• What you are asked to do
Please repeat every line below exactly, from the first to the last.

• Entries supplied
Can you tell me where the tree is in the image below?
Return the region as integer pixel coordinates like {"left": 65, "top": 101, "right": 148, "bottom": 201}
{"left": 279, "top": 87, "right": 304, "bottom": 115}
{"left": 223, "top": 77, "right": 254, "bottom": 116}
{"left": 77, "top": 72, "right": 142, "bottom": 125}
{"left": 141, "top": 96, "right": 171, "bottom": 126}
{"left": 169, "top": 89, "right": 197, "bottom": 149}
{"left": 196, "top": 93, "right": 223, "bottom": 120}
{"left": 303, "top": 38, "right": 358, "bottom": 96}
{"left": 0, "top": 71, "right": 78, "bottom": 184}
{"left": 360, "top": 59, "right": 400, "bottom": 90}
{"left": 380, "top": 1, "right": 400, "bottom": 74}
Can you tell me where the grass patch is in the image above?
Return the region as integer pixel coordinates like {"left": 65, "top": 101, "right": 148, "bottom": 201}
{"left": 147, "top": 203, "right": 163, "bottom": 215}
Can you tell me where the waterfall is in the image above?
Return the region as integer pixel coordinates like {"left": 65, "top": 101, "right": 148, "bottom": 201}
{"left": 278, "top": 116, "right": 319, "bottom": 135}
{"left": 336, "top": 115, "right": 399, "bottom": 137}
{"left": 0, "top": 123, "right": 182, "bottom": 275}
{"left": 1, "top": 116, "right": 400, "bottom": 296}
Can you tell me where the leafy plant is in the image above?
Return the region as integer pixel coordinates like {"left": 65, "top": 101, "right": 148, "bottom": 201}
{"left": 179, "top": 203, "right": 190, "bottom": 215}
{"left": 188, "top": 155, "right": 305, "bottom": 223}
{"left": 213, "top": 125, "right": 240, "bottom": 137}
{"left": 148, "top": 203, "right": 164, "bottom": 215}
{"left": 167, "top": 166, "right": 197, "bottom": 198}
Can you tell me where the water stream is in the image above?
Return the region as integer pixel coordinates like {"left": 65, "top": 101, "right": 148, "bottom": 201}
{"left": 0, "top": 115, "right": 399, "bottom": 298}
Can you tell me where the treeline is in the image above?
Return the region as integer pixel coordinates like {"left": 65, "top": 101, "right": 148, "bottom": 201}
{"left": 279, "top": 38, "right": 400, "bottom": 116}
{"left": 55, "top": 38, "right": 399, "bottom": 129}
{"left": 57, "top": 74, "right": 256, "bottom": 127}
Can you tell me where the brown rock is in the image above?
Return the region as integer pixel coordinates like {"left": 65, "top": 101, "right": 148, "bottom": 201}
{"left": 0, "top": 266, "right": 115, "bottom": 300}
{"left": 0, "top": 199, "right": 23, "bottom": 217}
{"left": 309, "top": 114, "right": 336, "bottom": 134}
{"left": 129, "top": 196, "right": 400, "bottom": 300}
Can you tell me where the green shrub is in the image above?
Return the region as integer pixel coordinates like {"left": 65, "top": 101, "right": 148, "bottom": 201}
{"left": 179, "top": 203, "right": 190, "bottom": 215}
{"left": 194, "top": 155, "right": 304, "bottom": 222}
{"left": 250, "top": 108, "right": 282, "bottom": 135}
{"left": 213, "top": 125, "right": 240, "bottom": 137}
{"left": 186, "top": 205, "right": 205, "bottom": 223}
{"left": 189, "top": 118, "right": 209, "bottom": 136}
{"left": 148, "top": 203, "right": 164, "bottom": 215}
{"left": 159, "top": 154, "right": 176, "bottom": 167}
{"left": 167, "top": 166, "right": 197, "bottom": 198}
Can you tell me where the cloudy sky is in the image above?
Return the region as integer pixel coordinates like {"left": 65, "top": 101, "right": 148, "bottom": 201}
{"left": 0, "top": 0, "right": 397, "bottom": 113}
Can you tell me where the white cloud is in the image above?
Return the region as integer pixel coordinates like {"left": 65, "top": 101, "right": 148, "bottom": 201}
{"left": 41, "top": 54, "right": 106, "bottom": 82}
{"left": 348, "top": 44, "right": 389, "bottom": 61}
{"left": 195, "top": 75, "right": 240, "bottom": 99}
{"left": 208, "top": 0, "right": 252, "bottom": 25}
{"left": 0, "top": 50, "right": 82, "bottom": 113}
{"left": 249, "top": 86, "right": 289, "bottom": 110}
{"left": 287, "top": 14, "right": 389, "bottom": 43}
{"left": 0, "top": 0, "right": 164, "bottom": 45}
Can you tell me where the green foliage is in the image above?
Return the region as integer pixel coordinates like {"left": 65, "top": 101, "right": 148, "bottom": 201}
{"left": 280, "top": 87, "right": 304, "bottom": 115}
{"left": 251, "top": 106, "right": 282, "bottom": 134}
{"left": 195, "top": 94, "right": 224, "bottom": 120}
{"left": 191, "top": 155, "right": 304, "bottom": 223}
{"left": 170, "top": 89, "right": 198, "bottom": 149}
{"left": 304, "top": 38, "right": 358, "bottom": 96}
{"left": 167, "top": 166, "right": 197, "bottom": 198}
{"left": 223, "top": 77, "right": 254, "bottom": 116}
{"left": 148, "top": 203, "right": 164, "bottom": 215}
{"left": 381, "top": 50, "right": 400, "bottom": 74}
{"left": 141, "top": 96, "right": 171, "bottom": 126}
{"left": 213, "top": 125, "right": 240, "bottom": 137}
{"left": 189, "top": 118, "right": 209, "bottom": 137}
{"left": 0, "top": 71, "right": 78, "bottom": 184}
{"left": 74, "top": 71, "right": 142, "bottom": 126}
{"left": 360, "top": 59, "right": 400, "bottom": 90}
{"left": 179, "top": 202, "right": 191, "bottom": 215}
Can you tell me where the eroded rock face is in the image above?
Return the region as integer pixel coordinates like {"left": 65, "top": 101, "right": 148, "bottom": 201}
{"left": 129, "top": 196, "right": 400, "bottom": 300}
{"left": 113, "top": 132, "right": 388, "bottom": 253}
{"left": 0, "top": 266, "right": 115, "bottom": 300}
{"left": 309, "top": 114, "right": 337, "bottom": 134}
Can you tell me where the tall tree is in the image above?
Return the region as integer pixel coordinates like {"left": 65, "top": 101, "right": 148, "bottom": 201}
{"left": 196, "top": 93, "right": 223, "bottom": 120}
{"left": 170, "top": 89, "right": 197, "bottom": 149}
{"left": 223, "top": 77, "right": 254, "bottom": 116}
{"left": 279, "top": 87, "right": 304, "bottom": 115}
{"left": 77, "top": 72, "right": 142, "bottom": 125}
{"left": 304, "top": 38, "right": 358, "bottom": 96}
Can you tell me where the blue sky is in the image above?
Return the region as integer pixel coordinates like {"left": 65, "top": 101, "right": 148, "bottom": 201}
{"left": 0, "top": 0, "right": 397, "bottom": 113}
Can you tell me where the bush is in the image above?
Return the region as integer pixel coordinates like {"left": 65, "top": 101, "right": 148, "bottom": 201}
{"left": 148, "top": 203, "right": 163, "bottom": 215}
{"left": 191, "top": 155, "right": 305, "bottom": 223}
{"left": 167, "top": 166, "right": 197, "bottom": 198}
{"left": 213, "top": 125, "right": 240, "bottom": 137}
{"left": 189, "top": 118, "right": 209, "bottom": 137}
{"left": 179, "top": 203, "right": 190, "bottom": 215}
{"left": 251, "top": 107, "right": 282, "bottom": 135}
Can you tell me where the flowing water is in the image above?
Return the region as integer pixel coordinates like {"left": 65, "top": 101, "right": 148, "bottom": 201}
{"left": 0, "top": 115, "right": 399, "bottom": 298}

• Expected answer
Can you tell me where the tree is in the image below?
Return the region as integer pixel coordinates like {"left": 65, "top": 101, "right": 148, "bottom": 201}
{"left": 279, "top": 87, "right": 304, "bottom": 115}
{"left": 223, "top": 77, "right": 254, "bottom": 116}
{"left": 77, "top": 72, "right": 142, "bottom": 125}
{"left": 141, "top": 96, "right": 171, "bottom": 126}
{"left": 169, "top": 89, "right": 197, "bottom": 149}
{"left": 196, "top": 93, "right": 223, "bottom": 120}
{"left": 303, "top": 38, "right": 358, "bottom": 96}
{"left": 0, "top": 71, "right": 78, "bottom": 184}
{"left": 360, "top": 59, "right": 400, "bottom": 90}
{"left": 380, "top": 1, "right": 400, "bottom": 74}
Can you tell me where the grass patch is in the image above?
Return the region as integer pixel coordinates like {"left": 65, "top": 101, "right": 148, "bottom": 201}
{"left": 147, "top": 203, "right": 163, "bottom": 215}
Can you tell me where the waterfall is in the image above?
Return the region as integer pixel coordinates like {"left": 65, "top": 101, "right": 148, "bottom": 201}
{"left": 278, "top": 116, "right": 319, "bottom": 135}
{"left": 336, "top": 115, "right": 399, "bottom": 137}
{"left": 0, "top": 123, "right": 182, "bottom": 275}
{"left": 1, "top": 116, "right": 400, "bottom": 296}
Can you tell me where the leafy plant is in the image above?
Return the region as integer pixel coordinates like {"left": 65, "top": 101, "right": 148, "bottom": 201}
{"left": 179, "top": 203, "right": 190, "bottom": 215}
{"left": 188, "top": 155, "right": 305, "bottom": 223}
{"left": 213, "top": 125, "right": 240, "bottom": 137}
{"left": 148, "top": 203, "right": 164, "bottom": 215}
{"left": 167, "top": 166, "right": 197, "bottom": 198}
Can you tell me where the water stream is in the image above?
Return the region as integer pixel coordinates like {"left": 65, "top": 101, "right": 148, "bottom": 201}
{"left": 0, "top": 115, "right": 399, "bottom": 298}
Can you tell me where the treeline is in the image above?
Return the region as integer pixel coordinates like {"left": 65, "top": 101, "right": 148, "bottom": 201}
{"left": 279, "top": 38, "right": 400, "bottom": 116}
{"left": 55, "top": 38, "right": 399, "bottom": 129}
{"left": 57, "top": 74, "right": 256, "bottom": 127}
Can you tell me where the brown rock is in the image above?
Return the region as integer pixel coordinates like {"left": 65, "top": 101, "right": 148, "bottom": 201}
{"left": 0, "top": 266, "right": 115, "bottom": 300}
{"left": 0, "top": 199, "right": 23, "bottom": 217}
{"left": 309, "top": 114, "right": 336, "bottom": 134}
{"left": 129, "top": 196, "right": 400, "bottom": 300}
Can you tell me where the green shrub is in the image above?
Return the region as integer pixel coordinates like {"left": 65, "top": 101, "right": 148, "bottom": 201}
{"left": 179, "top": 203, "right": 190, "bottom": 215}
{"left": 194, "top": 155, "right": 304, "bottom": 222}
{"left": 250, "top": 108, "right": 282, "bottom": 135}
{"left": 213, "top": 125, "right": 240, "bottom": 137}
{"left": 186, "top": 205, "right": 205, "bottom": 223}
{"left": 189, "top": 118, "right": 209, "bottom": 136}
{"left": 148, "top": 203, "right": 164, "bottom": 215}
{"left": 159, "top": 154, "right": 176, "bottom": 167}
{"left": 167, "top": 166, "right": 197, "bottom": 198}
Can you tell me where the cloudy sky is in the image above?
Return the region as integer pixel coordinates like {"left": 65, "top": 101, "right": 148, "bottom": 201}
{"left": 0, "top": 0, "right": 397, "bottom": 113}
Can you tell me where the white cloud is in the image above?
Return the region as integer pixel coordinates like {"left": 65, "top": 101, "right": 148, "bottom": 201}
{"left": 41, "top": 54, "right": 106, "bottom": 82}
{"left": 348, "top": 44, "right": 389, "bottom": 61}
{"left": 195, "top": 75, "right": 240, "bottom": 99}
{"left": 208, "top": 0, "right": 252, "bottom": 25}
{"left": 0, "top": 50, "right": 82, "bottom": 113}
{"left": 249, "top": 86, "right": 289, "bottom": 110}
{"left": 287, "top": 14, "right": 389, "bottom": 43}
{"left": 0, "top": 0, "right": 164, "bottom": 45}
Can you tell me where the green foliage is in the image above?
Return the region as integer pixel coordinates like {"left": 65, "top": 101, "right": 148, "bottom": 201}
{"left": 280, "top": 87, "right": 304, "bottom": 115}
{"left": 251, "top": 106, "right": 282, "bottom": 134}
{"left": 195, "top": 94, "right": 224, "bottom": 120}
{"left": 191, "top": 155, "right": 304, "bottom": 223}
{"left": 170, "top": 89, "right": 198, "bottom": 149}
{"left": 304, "top": 38, "right": 358, "bottom": 96}
{"left": 167, "top": 166, "right": 197, "bottom": 198}
{"left": 223, "top": 77, "right": 254, "bottom": 116}
{"left": 148, "top": 203, "right": 164, "bottom": 215}
{"left": 381, "top": 50, "right": 400, "bottom": 74}
{"left": 141, "top": 96, "right": 171, "bottom": 126}
{"left": 213, "top": 125, "right": 240, "bottom": 137}
{"left": 189, "top": 118, "right": 209, "bottom": 137}
{"left": 0, "top": 71, "right": 78, "bottom": 184}
{"left": 74, "top": 71, "right": 142, "bottom": 126}
{"left": 360, "top": 59, "right": 400, "bottom": 90}
{"left": 179, "top": 202, "right": 191, "bottom": 215}
Can you tell me where the eroded rock face is in the image above?
Return the region as integer pixel coordinates like {"left": 65, "top": 101, "right": 148, "bottom": 201}
{"left": 129, "top": 196, "right": 400, "bottom": 300}
{"left": 113, "top": 132, "right": 388, "bottom": 253}
{"left": 0, "top": 266, "right": 115, "bottom": 300}
{"left": 309, "top": 114, "right": 337, "bottom": 134}
Can you tell me where the tall tree is in the image above?
Return the region as integer pixel coordinates like {"left": 65, "top": 101, "right": 148, "bottom": 201}
{"left": 196, "top": 93, "right": 223, "bottom": 120}
{"left": 170, "top": 89, "right": 197, "bottom": 149}
{"left": 223, "top": 77, "right": 254, "bottom": 116}
{"left": 279, "top": 87, "right": 304, "bottom": 115}
{"left": 77, "top": 72, "right": 142, "bottom": 125}
{"left": 304, "top": 38, "right": 358, "bottom": 96}
Can you tell me where the blue sky is in the image above?
Return the region as integer pixel coordinates like {"left": 65, "top": 101, "right": 148, "bottom": 201}
{"left": 0, "top": 0, "right": 397, "bottom": 113}
Can you tell me where the bush is in the image above?
Return the region as integer pixel coordinates like {"left": 65, "top": 101, "right": 148, "bottom": 201}
{"left": 148, "top": 203, "right": 163, "bottom": 215}
{"left": 191, "top": 155, "right": 305, "bottom": 223}
{"left": 167, "top": 166, "right": 197, "bottom": 198}
{"left": 213, "top": 125, "right": 240, "bottom": 137}
{"left": 189, "top": 118, "right": 209, "bottom": 137}
{"left": 179, "top": 203, "right": 190, "bottom": 215}
{"left": 251, "top": 107, "right": 282, "bottom": 135}
Can you tell me where the flowing water is in the image above?
Return the region as integer pixel coordinates like {"left": 65, "top": 101, "right": 148, "bottom": 201}
{"left": 0, "top": 115, "right": 399, "bottom": 298}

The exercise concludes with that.